Saved entries:
····················
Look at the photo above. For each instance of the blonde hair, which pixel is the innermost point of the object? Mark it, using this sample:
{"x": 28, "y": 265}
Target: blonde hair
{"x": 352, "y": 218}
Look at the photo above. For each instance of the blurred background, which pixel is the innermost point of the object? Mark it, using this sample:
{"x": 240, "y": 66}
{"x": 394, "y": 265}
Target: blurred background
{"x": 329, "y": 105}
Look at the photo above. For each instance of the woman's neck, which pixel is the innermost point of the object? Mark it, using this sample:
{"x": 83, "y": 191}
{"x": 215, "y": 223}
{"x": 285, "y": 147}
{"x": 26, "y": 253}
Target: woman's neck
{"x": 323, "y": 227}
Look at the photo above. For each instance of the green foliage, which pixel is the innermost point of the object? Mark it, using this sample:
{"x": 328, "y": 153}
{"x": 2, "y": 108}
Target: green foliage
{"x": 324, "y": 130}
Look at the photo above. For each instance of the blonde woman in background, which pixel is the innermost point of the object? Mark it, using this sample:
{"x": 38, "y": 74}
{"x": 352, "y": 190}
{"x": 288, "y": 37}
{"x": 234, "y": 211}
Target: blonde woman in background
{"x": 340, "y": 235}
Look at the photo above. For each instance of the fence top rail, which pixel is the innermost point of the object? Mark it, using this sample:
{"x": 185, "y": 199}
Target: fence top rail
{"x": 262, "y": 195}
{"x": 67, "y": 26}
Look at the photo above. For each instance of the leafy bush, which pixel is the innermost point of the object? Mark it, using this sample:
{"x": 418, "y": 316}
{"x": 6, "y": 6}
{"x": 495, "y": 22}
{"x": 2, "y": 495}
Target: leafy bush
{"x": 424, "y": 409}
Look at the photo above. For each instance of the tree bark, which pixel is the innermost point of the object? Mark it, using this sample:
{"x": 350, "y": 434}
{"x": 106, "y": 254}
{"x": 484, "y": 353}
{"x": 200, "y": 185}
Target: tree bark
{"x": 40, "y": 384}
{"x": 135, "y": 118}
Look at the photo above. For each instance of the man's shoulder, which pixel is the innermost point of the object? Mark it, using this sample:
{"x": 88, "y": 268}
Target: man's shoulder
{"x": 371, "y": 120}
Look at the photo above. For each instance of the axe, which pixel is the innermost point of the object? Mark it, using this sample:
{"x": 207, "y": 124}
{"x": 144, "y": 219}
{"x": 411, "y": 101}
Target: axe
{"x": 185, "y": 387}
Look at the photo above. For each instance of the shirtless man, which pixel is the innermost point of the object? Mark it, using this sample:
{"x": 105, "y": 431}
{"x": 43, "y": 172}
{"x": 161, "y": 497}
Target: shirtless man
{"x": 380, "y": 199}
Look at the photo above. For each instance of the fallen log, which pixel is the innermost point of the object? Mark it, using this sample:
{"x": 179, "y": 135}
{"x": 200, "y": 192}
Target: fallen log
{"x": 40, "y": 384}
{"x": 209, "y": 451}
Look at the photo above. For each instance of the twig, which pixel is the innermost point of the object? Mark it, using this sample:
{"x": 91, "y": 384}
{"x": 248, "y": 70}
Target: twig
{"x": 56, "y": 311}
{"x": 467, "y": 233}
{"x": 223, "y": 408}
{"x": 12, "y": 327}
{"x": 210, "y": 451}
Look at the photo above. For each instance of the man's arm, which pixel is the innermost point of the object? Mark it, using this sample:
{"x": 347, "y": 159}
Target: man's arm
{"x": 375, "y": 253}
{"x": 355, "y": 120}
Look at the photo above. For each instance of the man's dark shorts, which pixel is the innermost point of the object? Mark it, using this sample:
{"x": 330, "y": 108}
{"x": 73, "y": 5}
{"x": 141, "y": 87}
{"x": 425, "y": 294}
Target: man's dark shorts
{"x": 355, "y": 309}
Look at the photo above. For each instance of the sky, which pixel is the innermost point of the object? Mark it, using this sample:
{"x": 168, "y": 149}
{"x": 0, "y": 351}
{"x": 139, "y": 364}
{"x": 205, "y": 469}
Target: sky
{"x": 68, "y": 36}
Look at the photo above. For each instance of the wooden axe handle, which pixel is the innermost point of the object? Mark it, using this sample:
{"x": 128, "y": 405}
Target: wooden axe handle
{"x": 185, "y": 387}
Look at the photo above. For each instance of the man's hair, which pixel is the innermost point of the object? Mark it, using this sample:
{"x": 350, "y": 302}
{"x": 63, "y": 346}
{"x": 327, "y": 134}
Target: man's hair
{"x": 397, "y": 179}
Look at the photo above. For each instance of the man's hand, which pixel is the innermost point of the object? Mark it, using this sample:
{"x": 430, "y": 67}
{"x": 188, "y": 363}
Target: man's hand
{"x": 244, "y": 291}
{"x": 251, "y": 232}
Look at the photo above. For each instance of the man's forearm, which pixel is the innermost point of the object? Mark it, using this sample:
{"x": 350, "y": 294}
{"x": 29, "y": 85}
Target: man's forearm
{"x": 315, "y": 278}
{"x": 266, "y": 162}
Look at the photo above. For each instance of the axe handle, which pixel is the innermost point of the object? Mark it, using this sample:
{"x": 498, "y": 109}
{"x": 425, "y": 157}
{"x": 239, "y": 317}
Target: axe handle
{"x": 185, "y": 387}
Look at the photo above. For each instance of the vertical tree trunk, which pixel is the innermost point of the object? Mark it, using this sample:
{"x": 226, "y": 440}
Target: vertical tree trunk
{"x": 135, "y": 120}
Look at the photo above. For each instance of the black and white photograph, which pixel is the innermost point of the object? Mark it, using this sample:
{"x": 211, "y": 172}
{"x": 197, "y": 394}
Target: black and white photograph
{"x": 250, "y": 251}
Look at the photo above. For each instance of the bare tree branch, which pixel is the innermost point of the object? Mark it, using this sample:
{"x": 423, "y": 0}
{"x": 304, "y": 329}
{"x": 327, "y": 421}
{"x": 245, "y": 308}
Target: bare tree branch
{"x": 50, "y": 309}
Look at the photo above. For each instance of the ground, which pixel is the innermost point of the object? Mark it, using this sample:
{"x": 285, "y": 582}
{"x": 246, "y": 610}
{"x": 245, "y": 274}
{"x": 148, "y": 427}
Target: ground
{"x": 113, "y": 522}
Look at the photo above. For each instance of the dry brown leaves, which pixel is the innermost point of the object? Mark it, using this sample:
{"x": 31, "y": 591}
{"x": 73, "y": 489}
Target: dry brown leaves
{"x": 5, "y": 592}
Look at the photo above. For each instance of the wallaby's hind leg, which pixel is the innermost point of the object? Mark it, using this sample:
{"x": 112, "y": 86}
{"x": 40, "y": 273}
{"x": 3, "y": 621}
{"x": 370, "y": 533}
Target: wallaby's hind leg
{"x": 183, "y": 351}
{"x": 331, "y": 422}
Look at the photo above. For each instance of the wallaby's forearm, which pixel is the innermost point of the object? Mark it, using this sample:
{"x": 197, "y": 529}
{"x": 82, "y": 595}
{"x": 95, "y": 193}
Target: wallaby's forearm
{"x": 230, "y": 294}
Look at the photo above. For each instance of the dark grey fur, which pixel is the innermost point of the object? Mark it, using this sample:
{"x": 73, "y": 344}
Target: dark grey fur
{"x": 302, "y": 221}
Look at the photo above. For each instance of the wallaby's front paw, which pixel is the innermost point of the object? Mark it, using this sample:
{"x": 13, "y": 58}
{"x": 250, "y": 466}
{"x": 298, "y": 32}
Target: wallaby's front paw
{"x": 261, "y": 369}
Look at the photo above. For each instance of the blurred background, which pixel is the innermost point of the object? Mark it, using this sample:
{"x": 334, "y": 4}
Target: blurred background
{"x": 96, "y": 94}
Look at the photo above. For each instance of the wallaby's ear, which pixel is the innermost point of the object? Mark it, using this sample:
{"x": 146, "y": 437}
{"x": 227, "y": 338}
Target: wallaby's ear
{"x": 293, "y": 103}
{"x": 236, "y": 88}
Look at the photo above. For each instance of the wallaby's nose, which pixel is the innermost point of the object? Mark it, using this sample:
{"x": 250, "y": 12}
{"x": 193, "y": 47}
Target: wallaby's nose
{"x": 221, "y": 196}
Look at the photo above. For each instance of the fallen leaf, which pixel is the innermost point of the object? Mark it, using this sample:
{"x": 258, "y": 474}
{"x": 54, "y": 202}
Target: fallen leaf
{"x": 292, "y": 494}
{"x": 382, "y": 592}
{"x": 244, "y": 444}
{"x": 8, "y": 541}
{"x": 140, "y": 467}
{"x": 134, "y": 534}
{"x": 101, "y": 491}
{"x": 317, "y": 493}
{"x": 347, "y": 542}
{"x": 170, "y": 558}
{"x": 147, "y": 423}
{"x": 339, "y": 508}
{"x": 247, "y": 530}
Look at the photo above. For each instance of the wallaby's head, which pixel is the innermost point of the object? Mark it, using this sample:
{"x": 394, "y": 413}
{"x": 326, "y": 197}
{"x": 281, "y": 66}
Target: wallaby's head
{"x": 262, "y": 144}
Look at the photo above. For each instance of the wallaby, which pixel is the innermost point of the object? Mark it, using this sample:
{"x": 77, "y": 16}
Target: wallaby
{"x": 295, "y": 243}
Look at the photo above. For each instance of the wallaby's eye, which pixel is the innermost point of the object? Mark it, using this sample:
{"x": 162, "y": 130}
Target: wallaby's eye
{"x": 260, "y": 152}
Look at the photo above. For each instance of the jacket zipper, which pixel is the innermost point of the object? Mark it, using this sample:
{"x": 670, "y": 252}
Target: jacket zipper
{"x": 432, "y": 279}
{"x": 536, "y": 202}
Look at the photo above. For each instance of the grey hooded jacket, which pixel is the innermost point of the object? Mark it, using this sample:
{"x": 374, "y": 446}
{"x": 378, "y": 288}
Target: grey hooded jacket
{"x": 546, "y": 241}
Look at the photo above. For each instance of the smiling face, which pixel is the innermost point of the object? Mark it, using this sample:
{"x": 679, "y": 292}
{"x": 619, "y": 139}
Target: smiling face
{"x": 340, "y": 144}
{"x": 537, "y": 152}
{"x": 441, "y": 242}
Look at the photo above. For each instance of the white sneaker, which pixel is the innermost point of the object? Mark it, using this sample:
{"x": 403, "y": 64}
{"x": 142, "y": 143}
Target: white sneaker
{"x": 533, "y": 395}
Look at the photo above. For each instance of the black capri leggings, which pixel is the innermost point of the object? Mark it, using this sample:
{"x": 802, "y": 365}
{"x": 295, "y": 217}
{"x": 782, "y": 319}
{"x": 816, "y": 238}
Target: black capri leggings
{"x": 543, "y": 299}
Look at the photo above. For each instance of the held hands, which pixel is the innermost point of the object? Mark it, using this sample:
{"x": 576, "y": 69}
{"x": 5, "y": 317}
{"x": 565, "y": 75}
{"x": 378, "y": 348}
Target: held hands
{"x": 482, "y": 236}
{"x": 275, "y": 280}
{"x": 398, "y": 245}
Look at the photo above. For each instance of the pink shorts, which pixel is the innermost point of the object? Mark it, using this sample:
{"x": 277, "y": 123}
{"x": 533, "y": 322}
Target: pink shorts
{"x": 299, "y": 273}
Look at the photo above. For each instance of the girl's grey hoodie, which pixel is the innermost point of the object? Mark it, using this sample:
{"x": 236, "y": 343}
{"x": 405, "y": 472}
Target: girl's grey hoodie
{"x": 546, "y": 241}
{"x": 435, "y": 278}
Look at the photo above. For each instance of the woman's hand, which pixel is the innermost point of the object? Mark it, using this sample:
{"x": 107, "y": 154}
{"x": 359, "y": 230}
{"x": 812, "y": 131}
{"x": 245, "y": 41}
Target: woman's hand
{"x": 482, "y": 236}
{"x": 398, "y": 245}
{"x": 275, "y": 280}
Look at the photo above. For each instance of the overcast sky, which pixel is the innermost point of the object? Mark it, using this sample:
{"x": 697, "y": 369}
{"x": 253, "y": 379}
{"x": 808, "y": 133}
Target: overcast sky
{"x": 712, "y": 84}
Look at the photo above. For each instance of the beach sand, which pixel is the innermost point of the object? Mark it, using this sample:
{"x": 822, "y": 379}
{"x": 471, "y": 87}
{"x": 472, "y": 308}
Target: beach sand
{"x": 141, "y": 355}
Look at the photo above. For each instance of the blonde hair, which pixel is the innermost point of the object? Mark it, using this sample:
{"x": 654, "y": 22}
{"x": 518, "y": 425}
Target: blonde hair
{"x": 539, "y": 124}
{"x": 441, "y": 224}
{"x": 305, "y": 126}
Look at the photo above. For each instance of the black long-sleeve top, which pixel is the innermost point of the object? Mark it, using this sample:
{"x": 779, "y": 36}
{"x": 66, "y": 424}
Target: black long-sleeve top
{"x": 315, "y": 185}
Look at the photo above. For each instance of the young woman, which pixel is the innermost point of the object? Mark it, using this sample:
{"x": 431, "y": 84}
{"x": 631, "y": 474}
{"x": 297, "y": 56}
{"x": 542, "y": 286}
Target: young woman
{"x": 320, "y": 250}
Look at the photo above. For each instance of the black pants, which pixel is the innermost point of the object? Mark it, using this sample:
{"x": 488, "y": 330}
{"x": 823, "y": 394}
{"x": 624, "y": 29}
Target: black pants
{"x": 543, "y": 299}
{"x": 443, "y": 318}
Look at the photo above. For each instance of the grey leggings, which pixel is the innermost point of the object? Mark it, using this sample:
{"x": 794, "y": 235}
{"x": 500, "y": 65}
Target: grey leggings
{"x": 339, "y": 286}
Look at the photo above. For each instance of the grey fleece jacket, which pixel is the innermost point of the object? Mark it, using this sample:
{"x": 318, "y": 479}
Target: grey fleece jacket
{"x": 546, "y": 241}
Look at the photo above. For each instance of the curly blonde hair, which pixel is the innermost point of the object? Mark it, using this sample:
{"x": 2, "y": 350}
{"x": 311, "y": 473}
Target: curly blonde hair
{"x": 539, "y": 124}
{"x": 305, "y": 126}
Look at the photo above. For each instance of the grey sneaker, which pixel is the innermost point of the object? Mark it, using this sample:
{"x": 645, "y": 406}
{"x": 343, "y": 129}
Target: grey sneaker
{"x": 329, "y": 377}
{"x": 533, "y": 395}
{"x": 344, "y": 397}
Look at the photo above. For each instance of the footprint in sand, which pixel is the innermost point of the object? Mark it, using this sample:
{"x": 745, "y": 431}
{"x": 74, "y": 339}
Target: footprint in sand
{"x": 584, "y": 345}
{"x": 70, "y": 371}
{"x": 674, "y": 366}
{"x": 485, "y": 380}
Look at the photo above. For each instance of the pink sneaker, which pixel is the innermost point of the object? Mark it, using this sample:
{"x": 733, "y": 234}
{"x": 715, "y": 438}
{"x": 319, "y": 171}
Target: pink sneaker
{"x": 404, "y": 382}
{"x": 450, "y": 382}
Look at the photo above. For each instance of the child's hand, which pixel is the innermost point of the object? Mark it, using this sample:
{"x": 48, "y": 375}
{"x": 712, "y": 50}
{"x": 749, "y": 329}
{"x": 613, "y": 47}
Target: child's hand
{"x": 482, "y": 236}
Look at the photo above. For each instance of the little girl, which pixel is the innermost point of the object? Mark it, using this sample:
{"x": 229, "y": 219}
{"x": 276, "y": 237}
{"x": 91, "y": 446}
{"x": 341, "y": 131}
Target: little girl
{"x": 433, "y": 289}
····················
▶ **Task requirements**: In the answer, the lines from the first line of the data above through the line containing "the axe, which" must appear exactly as written, with nothing else.

▶ **Task solution**:
Look at the photo above. For each instance of the blonde hair, which pixel is the innermost point of the object? Mark it, using this sample:
{"x": 28, "y": 265}
Target: blonde hair
{"x": 352, "y": 218}
Look at the photo above. For each instance of the blurred background, which pixel is the innermost point of the object? Mark it, using this sample:
{"x": 240, "y": 66}
{"x": 394, "y": 265}
Target: blurred background
{"x": 329, "y": 105}
Look at the photo above. For each instance of the woman's neck, which pixel is the innermost point of the object? Mark it, using this sample:
{"x": 83, "y": 191}
{"x": 215, "y": 223}
{"x": 285, "y": 147}
{"x": 26, "y": 253}
Target: woman's neck
{"x": 323, "y": 227}
Look at the photo above. For each instance of the green foliage, which pixel is the innermost point of the object? Mark it, using this sample:
{"x": 328, "y": 153}
{"x": 2, "y": 108}
Target: green foliage
{"x": 324, "y": 130}
Look at the photo above. For each instance of the blonde woman in background, which pixel is the innermost point of the object? Mark it, using this sample:
{"x": 38, "y": 74}
{"x": 352, "y": 190}
{"x": 288, "y": 37}
{"x": 234, "y": 211}
Target: blonde woman in background
{"x": 340, "y": 235}
Look at the photo above. For each instance of the fence top rail, which pixel is the innermost point of the object? Mark it, using this sample:
{"x": 185, "y": 199}
Target: fence top rail
{"x": 262, "y": 195}
{"x": 67, "y": 26}
Look at the photo above. For each instance of the leafy bush, which pixel is the innermost point of the object? Mark it, using this sample:
{"x": 418, "y": 316}
{"x": 6, "y": 6}
{"x": 495, "y": 22}
{"x": 2, "y": 495}
Target: leafy bush
{"x": 424, "y": 409}
Look at the photo above. For each instance of the tree bark, which pixel is the innermost point of the object? Mark it, using this sample:
{"x": 350, "y": 434}
{"x": 106, "y": 254}
{"x": 484, "y": 353}
{"x": 200, "y": 185}
Target: tree bark
{"x": 40, "y": 384}
{"x": 135, "y": 118}
Look at the photo above. For each instance of the man's shoulder, which pixel is the innermost point of the object? Mark it, using this sample:
{"x": 88, "y": 268}
Target: man's shoulder
{"x": 371, "y": 120}
Look at the photo above. For each instance of the axe, which pixel is the innermost point of the object? Mark it, using this sample:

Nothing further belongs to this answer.